**Directions**
Make an exact copy of the lines from the one containing "positive clicks: (281, 52)" to the end of the records below, and leave out everything else.

**Records supplied**
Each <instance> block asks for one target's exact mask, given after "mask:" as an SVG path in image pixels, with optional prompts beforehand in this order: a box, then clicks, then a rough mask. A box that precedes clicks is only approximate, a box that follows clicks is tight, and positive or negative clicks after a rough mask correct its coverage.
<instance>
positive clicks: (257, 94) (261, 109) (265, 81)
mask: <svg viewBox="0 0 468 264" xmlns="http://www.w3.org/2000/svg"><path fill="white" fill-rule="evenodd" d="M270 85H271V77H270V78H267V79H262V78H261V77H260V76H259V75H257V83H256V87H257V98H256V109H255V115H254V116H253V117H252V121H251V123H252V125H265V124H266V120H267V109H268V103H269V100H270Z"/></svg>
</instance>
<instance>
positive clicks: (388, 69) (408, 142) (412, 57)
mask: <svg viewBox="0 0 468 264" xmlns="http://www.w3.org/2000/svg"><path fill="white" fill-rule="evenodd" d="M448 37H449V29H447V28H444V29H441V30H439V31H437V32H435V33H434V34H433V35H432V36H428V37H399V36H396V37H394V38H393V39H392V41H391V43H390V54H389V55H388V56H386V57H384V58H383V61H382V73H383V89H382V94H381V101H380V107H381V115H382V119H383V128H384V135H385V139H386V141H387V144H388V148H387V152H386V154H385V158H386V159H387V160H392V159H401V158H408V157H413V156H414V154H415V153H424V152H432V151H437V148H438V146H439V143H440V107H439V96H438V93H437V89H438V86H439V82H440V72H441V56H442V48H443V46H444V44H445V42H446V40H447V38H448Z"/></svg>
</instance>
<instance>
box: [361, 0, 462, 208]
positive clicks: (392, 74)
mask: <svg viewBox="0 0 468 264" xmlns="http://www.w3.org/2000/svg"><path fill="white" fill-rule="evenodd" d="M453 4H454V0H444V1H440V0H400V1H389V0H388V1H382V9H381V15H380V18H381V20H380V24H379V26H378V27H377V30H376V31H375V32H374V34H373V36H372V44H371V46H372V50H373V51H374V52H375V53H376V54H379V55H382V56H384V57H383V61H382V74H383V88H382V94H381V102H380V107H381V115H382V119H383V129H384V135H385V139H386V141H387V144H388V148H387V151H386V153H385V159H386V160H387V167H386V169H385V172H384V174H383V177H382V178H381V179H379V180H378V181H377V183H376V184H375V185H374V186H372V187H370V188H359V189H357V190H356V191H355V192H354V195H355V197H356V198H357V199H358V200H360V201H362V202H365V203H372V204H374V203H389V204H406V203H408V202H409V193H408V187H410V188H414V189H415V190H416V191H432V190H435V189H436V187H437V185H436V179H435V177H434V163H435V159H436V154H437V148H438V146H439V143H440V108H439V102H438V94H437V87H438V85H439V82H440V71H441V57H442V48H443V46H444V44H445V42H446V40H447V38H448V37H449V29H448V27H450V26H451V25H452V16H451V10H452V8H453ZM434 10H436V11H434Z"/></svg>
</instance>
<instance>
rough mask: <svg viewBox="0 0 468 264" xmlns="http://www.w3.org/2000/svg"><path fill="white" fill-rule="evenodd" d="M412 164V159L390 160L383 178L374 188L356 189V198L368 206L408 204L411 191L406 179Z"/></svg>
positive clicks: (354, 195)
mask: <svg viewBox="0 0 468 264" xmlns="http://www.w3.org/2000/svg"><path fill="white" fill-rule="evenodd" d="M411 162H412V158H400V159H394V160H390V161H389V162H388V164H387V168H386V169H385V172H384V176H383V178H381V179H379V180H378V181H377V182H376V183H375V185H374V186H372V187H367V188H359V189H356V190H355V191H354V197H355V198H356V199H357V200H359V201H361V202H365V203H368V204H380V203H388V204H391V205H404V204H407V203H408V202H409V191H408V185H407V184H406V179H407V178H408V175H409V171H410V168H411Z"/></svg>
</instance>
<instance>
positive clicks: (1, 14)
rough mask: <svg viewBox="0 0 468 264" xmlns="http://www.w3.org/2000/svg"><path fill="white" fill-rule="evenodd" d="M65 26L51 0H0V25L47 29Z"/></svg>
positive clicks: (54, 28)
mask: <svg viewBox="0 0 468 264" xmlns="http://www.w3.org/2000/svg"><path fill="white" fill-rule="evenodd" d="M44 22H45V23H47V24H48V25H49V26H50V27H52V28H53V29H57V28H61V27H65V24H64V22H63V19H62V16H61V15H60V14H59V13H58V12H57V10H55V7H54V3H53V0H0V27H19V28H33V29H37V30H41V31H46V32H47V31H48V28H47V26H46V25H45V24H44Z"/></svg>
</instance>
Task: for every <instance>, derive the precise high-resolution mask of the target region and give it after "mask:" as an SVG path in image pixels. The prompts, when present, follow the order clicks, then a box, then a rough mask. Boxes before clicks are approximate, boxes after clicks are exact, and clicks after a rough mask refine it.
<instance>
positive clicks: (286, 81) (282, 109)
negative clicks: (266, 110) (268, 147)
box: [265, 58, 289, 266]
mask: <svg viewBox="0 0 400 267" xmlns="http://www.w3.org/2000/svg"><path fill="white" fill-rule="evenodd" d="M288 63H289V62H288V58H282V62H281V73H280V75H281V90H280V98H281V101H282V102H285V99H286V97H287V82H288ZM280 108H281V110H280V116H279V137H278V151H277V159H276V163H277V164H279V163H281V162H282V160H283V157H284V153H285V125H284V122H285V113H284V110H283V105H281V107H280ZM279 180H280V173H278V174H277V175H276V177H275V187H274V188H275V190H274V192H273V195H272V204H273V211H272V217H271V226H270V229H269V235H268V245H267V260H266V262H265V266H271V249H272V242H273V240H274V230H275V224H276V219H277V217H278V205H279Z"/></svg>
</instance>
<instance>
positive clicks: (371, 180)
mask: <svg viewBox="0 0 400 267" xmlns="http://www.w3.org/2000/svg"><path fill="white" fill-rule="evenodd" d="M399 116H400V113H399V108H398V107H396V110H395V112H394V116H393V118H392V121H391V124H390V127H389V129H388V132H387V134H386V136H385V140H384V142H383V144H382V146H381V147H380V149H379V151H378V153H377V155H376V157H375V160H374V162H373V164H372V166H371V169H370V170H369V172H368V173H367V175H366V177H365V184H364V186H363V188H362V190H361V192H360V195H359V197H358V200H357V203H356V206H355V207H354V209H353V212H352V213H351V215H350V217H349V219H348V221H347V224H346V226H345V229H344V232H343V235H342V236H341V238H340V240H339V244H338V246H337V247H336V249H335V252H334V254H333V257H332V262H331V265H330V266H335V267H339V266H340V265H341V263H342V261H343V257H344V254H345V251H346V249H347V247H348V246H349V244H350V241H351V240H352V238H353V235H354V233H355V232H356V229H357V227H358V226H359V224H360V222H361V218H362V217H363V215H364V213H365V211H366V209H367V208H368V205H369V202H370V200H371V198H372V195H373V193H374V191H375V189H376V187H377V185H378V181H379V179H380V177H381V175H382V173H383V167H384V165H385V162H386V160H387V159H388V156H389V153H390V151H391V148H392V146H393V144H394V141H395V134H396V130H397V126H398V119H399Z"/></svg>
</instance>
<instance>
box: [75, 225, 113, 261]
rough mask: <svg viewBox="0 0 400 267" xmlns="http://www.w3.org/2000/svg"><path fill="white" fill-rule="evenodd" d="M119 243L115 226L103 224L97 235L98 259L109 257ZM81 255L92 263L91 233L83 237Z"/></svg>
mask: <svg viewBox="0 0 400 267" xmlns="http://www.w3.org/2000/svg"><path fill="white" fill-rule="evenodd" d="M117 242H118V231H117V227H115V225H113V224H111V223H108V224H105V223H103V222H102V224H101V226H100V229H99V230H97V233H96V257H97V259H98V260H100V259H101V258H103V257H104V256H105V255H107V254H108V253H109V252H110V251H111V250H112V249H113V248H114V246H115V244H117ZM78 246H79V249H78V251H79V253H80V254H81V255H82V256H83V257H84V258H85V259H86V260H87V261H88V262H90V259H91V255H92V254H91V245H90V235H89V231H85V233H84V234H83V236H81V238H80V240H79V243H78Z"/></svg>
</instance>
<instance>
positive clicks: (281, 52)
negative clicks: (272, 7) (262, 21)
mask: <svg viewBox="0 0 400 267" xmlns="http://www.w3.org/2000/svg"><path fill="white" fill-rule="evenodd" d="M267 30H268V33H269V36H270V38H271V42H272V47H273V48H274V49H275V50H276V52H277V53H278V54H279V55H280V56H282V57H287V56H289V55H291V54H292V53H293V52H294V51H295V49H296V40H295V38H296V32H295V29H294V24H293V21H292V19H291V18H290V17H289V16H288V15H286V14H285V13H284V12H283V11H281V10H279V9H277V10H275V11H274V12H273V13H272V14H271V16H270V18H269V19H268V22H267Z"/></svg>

**Solved problem**
positive clicks: (281, 52)
negative clicks: (272, 7) (262, 21)
mask: <svg viewBox="0 0 400 267" xmlns="http://www.w3.org/2000/svg"><path fill="white" fill-rule="evenodd" d="M267 30H268V33H269V36H270V38H271V42H272V47H273V48H274V49H275V50H276V52H277V53H278V54H279V55H280V56H282V57H287V56H289V55H291V54H292V53H293V52H294V51H295V49H296V40H295V38H296V32H295V29H294V24H293V21H292V19H291V18H290V17H289V16H288V15H286V14H285V13H284V12H283V11H281V10H279V9H277V10H275V11H274V12H273V13H272V14H271V16H270V18H269V19H268V22H267Z"/></svg>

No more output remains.